• **BRANO CITATO**:
Ma altre “fake news” stanno sfuggendo. Per esempio, il 29 maggio la presidente della Camera, Nancy Pelosi (Democratica) protesta perché su Facebook è circolato un suo video con l’audio alterato. Non le fanno dire cose che non ha detto, semplicemente gli autori hanno rallentato la sua voce ottenendo un effetto comico. La Pelosi non ha gradito e nei suoi commenti ha ricordato come la propaganda russa si sia infiltrata anche nel social network di Zuckerberg (“Povero Facebook, involontariamente sfruttato dai russi”). In un altro suo intervento da pompiere, Monika Bickert ha assicurato in un’intervista alla CNN che Facebook “ha agito” anche nel caso del video incriminato, “decelerando” la sua diffusione.

In altri casi, Facebook è intervenuto più a gamba tesa, rimuovendo non solo il contenuto ma anche gli autori di contenuti sgraditi. All’inizio di maggio, utenti ritenuti “pericolosi”, fra cui il leader della Nation of Islam Louis Farrakhan, il teorico complottista Alex Jones e il provocatore della alt-right Milo Yiannopoulos, sono stati rimossi da Facebook e Instagram. Non solo per i contenuti che hanno pubblicato finora, ma anche per quelli che avrebbero potuto pubblicare in futuro. Benché bipartisan, si è trattato di una scelta politica. Non si tratta, infatti, di condannati per atti di terrorismo, né di personaggi legati alla propaganda di network terroristici. Non sono persone che usano Facebook e altri social media per pianificare attentati.

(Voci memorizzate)

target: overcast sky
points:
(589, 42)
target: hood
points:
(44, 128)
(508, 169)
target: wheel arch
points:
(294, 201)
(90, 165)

• **CONSEGNA**: Trascrivi senza modifiche il tratto del brano su Facebook e le notizie false che va da "In altri casi, Facebook" fino a "per pianificare attentati.", entrambi compresi.

• **RISULTATO**:
In altri casi, Facebook è intervenuto più a gamba tesa, rimuovendo non solo il contenuto ma anche gli autori di contenuti sgraditi. All’inizio di maggio, utenti ritenuti “pericolosi”, fra cui il leader della Nation of Islam Louis Farrakhan, il teorico complottista Alex Jones e il provocatore della alt-right Milo Yiannopoulos, sono stati rimossi da Facebook e Instagram. Non solo per i contenuti che hanno pubblicato finora, ma anche per quelli che avrebbero potuto pubblicare in futuro. Benché bipartisan, si è trattato di una scelta politica. Non si tratta, infatti, di condannati per atti di terrorismo, né di personaggi legati alla propaganda di network terroristici. Non sono persone che usano Facebook e altri social media per pianificare attentati.